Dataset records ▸
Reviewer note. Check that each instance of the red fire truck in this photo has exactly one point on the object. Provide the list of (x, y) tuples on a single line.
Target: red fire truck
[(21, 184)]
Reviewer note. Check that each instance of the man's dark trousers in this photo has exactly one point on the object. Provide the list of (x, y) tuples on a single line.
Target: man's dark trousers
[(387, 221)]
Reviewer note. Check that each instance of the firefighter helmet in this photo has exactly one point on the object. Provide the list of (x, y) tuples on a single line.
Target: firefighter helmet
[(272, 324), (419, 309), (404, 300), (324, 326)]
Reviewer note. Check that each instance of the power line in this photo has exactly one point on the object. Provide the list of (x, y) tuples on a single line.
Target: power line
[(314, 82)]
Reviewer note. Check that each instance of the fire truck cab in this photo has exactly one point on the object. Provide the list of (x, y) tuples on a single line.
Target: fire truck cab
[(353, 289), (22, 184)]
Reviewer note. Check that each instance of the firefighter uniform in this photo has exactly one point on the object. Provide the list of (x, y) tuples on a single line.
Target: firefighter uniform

Your objective ▸
Give everything from the start of the items above down to the line containing "[(21, 184)]", inclusive, as a JSON list of strings with one string per line, leaving out blank lines.

Response ▸
[
  "Reviewer note. Check that each instance of the red fire truck in this photo has exactly one point on the object. Provide the list of (x, y) tuples on a single line.",
  "Target: red fire truck",
  "[(21, 184)]"
]